[[ EXTRACTED RECORDS open ]]

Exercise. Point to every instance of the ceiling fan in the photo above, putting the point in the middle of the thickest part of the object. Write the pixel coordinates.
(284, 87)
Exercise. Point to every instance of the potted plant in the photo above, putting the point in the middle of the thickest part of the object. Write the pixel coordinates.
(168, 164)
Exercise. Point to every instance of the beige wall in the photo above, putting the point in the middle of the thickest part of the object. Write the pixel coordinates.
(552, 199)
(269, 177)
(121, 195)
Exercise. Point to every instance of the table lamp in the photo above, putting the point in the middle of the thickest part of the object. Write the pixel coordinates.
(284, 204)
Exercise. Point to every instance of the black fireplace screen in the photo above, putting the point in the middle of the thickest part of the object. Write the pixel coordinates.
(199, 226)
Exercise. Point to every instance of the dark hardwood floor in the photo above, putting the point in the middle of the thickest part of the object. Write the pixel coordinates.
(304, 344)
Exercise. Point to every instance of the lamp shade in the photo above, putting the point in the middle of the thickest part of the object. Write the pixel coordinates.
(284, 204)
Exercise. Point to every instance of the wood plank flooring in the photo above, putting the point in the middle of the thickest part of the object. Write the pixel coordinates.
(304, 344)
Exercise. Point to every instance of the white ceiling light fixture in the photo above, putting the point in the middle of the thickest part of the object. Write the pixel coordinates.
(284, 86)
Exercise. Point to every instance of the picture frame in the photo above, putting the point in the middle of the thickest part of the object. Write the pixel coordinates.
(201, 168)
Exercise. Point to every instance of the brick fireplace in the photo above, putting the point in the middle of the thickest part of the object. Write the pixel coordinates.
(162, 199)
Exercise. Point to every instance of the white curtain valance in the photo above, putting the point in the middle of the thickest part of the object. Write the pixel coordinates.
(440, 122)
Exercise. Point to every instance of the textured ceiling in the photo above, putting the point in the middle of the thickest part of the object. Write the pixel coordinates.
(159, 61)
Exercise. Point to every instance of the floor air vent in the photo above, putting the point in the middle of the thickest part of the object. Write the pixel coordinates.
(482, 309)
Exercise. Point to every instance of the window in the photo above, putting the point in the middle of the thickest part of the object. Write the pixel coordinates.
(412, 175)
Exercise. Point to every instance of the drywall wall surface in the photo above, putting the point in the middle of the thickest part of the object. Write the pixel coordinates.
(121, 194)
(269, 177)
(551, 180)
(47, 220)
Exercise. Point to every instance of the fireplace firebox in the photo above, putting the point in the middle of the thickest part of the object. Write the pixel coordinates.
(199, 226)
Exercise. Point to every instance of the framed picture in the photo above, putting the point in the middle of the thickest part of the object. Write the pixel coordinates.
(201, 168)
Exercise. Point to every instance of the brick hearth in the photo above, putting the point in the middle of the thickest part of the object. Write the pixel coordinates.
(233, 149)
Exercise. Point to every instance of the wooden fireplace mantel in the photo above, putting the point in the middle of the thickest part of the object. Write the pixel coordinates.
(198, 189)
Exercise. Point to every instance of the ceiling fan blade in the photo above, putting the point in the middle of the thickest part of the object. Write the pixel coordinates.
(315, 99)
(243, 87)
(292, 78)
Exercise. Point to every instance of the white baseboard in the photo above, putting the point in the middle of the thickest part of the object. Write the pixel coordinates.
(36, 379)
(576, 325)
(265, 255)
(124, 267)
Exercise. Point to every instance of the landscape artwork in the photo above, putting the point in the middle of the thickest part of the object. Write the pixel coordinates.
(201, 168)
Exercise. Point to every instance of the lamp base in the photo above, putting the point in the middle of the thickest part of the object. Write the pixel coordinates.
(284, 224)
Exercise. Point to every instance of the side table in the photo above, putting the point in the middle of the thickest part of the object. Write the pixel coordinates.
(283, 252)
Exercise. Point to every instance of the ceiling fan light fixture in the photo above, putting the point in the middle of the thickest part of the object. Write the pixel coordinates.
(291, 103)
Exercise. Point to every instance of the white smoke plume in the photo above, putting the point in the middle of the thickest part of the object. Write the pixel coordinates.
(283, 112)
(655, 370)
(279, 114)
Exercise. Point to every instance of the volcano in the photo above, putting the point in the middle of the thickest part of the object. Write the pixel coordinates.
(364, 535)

[[ EXTRACTED RECORDS closed ]]

Copy every entry exactly; no part may be left out.

Exercise. Point to every instance of the ceiling fan in the photo above, putting the point in the middle of the thickest part of the object. Write the pixel coordinates.
(284, 87)
Exercise. Point to every instance of the potted plant in the photo above, putting the point in the middle of the thickest part of the object. Write the pixel coordinates.
(168, 164)
Exercise. Point to every instance of the beige wall in the photo above, putting the point in the middle of the thickest part of the object. Write the pixel coordinates.
(552, 199)
(269, 177)
(121, 195)
Exercise. Point to every instance of the table lamp in the photo above, putting the point in the middle of the thickest part of the object. Write the pixel coordinates.
(284, 204)
Exercise. Point to every instance of the black fireplace screen in the photo above, putting the point in the middle of the thickest part of the object. Write the pixel coordinates.
(199, 226)
Exercise. Point to every instance of the dark hardwood floor in the photo above, putting the point in the middle of the thickest part of the object. Write the pixel coordinates.
(304, 344)
Exercise. Point to every instance of the lamp shade in the photo above, putting the point in the middle of the thickest part of the object. Write the pixel coordinates.
(284, 204)
Exercise. Point to every instance of the wood plank flooring in the photo above, putting the point in the middle of the thickest part of the object. Write the pixel coordinates.
(304, 344)
Exercise. Point to every instance of the white ceiling light fixture in the photo above, putting the point in the middle of the thickest part of the object. Write the pixel coordinates.
(284, 86)
Exercise. Point to every instance of the picture frame in the photo above, putting the point in the middle of the thickest part of the object. Write the pixel coordinates.
(201, 168)
Exercise. Point to every instance of the brick fireplace in the photo above, putting the point in the middle of the thickest part of the object. Write the pixel coordinates.
(162, 199)
Exercise. Point to every instance of the white curtain valance in the photo above, putting the point in the middle of the thickest part of the object. Write the pixel coordinates.
(440, 122)
Exercise. Point to every instance of the textured ceiling in the photo above, putting the point in the middle of the thickest part of the object. Write the pixel coordinates.
(159, 61)
Exercise. Point to every instance of the floor air vent in the photo above, putting the point in the middle of the thickest part of the object. Write the pixel coordinates.
(482, 309)
Exercise. Point to every instance of the window in the photo above, putting the point in the middle of the thickest part of the object. Write the pixel coordinates.
(412, 175)
Exercise. Point to every instance of the drywall wall surface in the photo above, putting the point in the middle of the thickest part of the object. Write the pixel coordinates.
(121, 194)
(269, 177)
(551, 180)
(47, 220)
Exercise. Point to every instance of the fireplace firebox in the photo above, putting the point in the middle of the thickest part of the object. Write the pixel coordinates.
(199, 226)
Exercise. Point to every instance of the framed picture in the photo above, putting the point in the middle of the thickest part of the object. Write the pixel coordinates.
(201, 168)
Exercise. Point to every instance of the brick hearth in the photo above, putting the point in the middle of the thickest part of the object. Write the pixel coordinates.
(233, 149)
Exercise. Point to every instance of the wooden fireplace mantel in the photo above, putting the point in the middle of the thickest part of the object. Write the pixel coordinates.
(198, 189)
Exercise. Point to every instance of the ceiling fan blade in the photo above, putting the point in the middle of the thickest part of the object. Write the pixel coordinates.
(315, 99)
(243, 87)
(292, 78)
Exercise. Point to every instance of the white baseboard in the photo above, putting the point in the middle of the thickest part of the object. Write the pixel coordinates.
(36, 379)
(576, 325)
(265, 255)
(124, 267)
Exercise. Point to every instance of the landscape artwork in the photo above, putting the point in the middle of the thickest part of the object. Write the pixel coordinates.
(201, 168)
Exercise. Point to every instance of the lamp base in the photo above, putting the point in the middle of the thickest part of the object. Write the pixel coordinates.
(284, 224)
Exercise. Point to every instance of the side table in the photo above, putting the point in the middle of the thickest part of the object. Write the pixel coordinates.
(283, 252)
Exercise. Point to every instance of the ceiling fan light fixture in the photo above, putting the point in the middle of the thickest part of the object. Write the pixel coordinates.
(291, 103)
Exercise. Point to every instance of the white smoke plume in the photo above, putting the point in the middle of the thickest part of the object. Write the pixel coordinates.
(283, 112)
(655, 370)
(279, 114)
Exercise. Point to every instance of the volcano in the photo above, putting the point in the middle of the thickest part of the object. Write the pixel coordinates.
(364, 535)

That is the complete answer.